§ TASKS TO CARRY OUT:
1: Answer these questions from the article on Ghana's telecom industry:
(a) How many telecom operators does the article say Ghana currently has?
(b) How much does MTN intend to spend in 2016 because of the utility hikes?
(c) According to the PwC study, how many different taxes and regulatory fees are mobile operators subject to?
2: In the article on Ghana's telecom industry, rename "Vodafone Ghana" as "Telecel Ghana" and give the passage from "Of all the players" up to and including "not looking good." with that change.
3: Carry the article on Ghana's telecom industry further, starting after its last sentence.

§ TEXT SECTION:
Ghana ‘s telecom industry is likely to see a number of telecom operators fold up in the coming years if conditions do not improve.
Persons familiar with the development are predicting players in the industry with the least customers are likely to be hit the most.
The development follows poor returns being made by majority of the telecom operators as increased competition and infrastructure cost eats away their revenue.
There are currently 6 telecom operators in the Ghana MTN, Vodafone, Tigo, Airtel, Glo and Expresso and 3 functional data services providers Surfline, Blu Telecoms and Busy Ghana who roll out 4G services.
Others like Goldkey have been issued with 4G licenses but are yet to commence operations.
Telecom giant MTN four years ago predicted that Ghana ‘s telecom industry will be have at least 6 players.
Fast forward to 2016, MTN now believes the industry will in a couple of years be unable to sustain more than 6 players.
Sources familiar with the development agree with MTN and further predict that there may be a likely buyout of some of the telcos and data service providers by major players in the industry and in some cases an exit or collapse of some of the companies.
Of all the players in the industry it appears MTN is the only one who is currently making good returns in its operations.
Vodafone Ghana is also currently making some financial gains but not as impressive as its parent company will want.
While majority of the telcos have refused to make public their financials, sources close to the operators have told Citi Business News most of their balance sheets are not looking good.
MTN which is the only player who may be able to acquire a struggling telco should any such opportunity arise says it will make the call when the time comes.
According to MTN Ghana’s CEO Ebenezer Asante ‘there are lot of things to consider when you have to acquire, so we will wait and when the time comes we will make a call’. He said.
Challenges in telecom Industry
The telecom sector has been a challenging one for some time.
Majority of the operators are unable to break even, let alone make profits.
A number of them had earlier told Citi Business News they are yet to recoup investments they made in the sector.
According to players in the industry the sector is struggling to stay afloat as profits dip and competition increases.
Ghana’s recent power crisis and hikes in utility tariffs is reported to have eaten away a chunk of their revenues.
MTN recently reveled it intends to spend at least 48 million cedis in 2016 due to the utility hikes.
While sim box fraud, theft of batteries at cell sites, low penetration of data, economic challenges including power crisis, cedi depreciation, forex volatilities among others have hit hard on the operations of telcos, while overcrowding of the industry has also affected returns of players.
A player in the industry who spoke to Citi Business News on condition of anonymity said ‘most of the telecom companies are struggling, the sector is not as profitable as before, with the exception of MTN the rest are virtually on their knees’.
MTN Ghana’s CEO on March 10, 2016 delivering a presentation on the company’s performance for 2015 said ‘some of the telecom companies are not making money, so they are not paying corporate tax.’
The industry has however been rated as a successful one for some time, justifying the current tax regime slapped on it by authorities.
Over taxed industry?
A recent study conducted by Price Waterhouse Coopers (PwC), a multinational consultancy firm, for the Ghana Chamber of Telecommunications (GCT) in 2015, revealed that the industry is one of the most taxed sectors in Ghana, and mobile operators are subject to 14 different taxes and regulatory fees, in addition to various one-off charges.

§ EXTRACTED ENTRIES:
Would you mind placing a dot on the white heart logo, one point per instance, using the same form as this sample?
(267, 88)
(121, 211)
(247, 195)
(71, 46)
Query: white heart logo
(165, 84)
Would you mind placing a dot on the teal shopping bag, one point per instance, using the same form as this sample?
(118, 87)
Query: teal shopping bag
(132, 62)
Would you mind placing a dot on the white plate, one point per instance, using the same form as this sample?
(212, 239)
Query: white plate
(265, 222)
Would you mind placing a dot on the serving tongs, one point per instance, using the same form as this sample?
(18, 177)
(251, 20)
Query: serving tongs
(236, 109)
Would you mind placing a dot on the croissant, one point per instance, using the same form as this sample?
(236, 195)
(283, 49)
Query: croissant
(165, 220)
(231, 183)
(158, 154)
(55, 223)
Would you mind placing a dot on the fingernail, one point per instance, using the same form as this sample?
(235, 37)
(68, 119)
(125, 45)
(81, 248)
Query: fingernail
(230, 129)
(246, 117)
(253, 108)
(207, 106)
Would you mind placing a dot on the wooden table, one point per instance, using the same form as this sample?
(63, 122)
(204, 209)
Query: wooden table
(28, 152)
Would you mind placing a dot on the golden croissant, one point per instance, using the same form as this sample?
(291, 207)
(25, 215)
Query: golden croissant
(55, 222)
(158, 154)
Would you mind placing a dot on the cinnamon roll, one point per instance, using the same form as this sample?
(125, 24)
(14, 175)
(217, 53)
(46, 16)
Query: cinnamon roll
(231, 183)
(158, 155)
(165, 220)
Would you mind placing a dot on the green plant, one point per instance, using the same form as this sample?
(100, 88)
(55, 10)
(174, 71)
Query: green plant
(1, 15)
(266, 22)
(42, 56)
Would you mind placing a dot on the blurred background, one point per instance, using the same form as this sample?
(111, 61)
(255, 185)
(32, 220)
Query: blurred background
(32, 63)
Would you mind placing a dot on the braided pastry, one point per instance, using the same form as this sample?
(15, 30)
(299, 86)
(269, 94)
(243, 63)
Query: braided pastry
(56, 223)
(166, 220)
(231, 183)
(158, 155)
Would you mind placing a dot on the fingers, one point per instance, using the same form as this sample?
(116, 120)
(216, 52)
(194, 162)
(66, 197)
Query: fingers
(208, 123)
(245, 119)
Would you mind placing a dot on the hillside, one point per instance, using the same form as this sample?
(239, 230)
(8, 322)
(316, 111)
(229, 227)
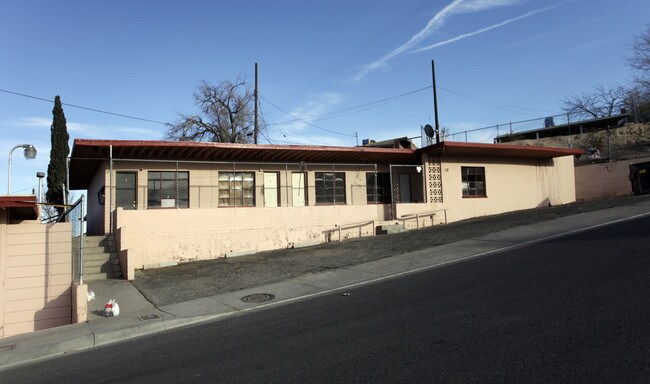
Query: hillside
(628, 142)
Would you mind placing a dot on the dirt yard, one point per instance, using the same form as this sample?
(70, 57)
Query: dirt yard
(205, 278)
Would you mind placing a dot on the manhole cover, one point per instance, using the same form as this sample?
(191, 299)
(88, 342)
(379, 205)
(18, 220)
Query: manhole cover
(258, 298)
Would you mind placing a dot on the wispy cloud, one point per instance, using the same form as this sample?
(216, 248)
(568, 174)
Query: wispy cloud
(456, 7)
(483, 30)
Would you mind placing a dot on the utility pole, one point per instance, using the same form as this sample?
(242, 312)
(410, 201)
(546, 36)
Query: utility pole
(256, 129)
(435, 101)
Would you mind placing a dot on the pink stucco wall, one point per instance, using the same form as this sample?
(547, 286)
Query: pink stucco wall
(35, 269)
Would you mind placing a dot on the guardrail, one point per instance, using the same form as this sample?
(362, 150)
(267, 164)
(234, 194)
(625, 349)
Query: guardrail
(418, 215)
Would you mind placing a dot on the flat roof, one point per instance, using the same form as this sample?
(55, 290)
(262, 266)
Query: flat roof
(22, 207)
(87, 155)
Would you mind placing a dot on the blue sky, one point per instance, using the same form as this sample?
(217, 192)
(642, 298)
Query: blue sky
(329, 72)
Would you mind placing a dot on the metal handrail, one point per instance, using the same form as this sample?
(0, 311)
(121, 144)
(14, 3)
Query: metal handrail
(417, 216)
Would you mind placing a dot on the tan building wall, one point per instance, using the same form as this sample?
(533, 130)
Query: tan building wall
(596, 181)
(166, 236)
(510, 186)
(153, 238)
(36, 272)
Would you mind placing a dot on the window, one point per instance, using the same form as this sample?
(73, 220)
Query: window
(378, 189)
(168, 189)
(236, 189)
(473, 181)
(330, 187)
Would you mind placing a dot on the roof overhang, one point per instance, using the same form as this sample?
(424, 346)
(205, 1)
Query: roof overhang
(450, 148)
(21, 207)
(88, 155)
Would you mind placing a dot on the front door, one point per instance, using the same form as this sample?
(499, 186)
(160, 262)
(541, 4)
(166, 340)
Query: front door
(125, 192)
(271, 189)
(404, 187)
(298, 183)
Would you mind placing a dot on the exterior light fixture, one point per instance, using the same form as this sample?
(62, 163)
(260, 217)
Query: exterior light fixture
(29, 152)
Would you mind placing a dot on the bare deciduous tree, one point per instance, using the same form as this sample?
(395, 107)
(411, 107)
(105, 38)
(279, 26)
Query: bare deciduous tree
(225, 114)
(602, 102)
(640, 59)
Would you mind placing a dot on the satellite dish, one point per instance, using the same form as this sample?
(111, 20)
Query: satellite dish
(428, 129)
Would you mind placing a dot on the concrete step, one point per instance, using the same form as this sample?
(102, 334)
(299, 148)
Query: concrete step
(390, 228)
(99, 241)
(101, 259)
(92, 250)
(99, 262)
(102, 276)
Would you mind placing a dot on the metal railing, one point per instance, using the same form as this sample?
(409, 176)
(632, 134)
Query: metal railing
(359, 225)
(419, 215)
(75, 215)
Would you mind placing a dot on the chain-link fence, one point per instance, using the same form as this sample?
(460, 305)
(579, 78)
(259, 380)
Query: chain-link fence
(567, 121)
(74, 214)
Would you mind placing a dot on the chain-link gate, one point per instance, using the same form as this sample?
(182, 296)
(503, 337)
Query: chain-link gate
(75, 215)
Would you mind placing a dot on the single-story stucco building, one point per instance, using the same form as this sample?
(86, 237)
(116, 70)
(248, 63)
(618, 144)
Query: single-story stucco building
(169, 202)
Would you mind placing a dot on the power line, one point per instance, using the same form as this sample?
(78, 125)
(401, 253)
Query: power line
(357, 108)
(85, 108)
(305, 121)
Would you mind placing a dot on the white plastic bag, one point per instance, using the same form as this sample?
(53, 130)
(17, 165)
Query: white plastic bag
(111, 308)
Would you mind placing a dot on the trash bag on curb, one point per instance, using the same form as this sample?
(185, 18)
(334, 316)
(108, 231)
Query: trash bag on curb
(111, 308)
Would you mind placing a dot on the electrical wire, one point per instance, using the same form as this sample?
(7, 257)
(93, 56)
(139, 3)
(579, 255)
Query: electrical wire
(85, 108)
(305, 121)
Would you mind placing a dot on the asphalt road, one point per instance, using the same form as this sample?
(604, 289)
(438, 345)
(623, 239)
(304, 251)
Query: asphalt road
(573, 309)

§ WRITTEN RESPONSES:
1:
(a) Six: MTN, Vodafone, Tigo, Airtel, Glo and Expresso.
(b) At least 48 million cedis.
(c) Fourteen.

2:
Of all the players in the industry it appears MTN is the only one who is currently making good returns in its operations.
Telecel Ghana is also currently making some financial gains but not as impressive as its parent company will want.
While majority of the telcos have refused to make public their financials, sources close to the operators have told Citi Business News most of their balance sheets are not looking good.

3:
Mobile operators according to the report pay US$650 million in taxes each year, representing about 40% of total revenues in the sector.
The report further disclosed that telecom operators in the country paid a whopping amount of GHC1.05 billion in total taxes in 2014 alone to government and its agencies.
MTN Ghana in 2015 paid a whopping 675.6 million cedis in taxes and about 605 million cedis in 2014.
Of this amount 53 million cedis went into the stabilization levy, 16 million to Pay As You Earn (PAYE) tax and 29 million for withholding tax.
MTN in 2015 alone also paid the National Communications Authority (NCA) the regulator of the telecom industry 43.7 million cedis in regulatory fees.
The sector is also excluded from tax exemptions granted to various other sectors.
The Ghana Revenue Authority (GRA) however says the industry is not over taxed.
According to the Deputy commissioner in charge of policy programs at GRA Edward Gyamerah ‘I do not understand those who say that we are over taxing the telecom sector in the country.
I say so because very little has changed in terms of the tax regime since 2007.
The telecommunication companies pay 25% corporate income tax and this has not changed since 2007 and virtually all the other taxes have remained the same over the years .
I therefore find it difficult to agree with anyone who says that those in the telecoms sector are paying too much in terms of taxes’.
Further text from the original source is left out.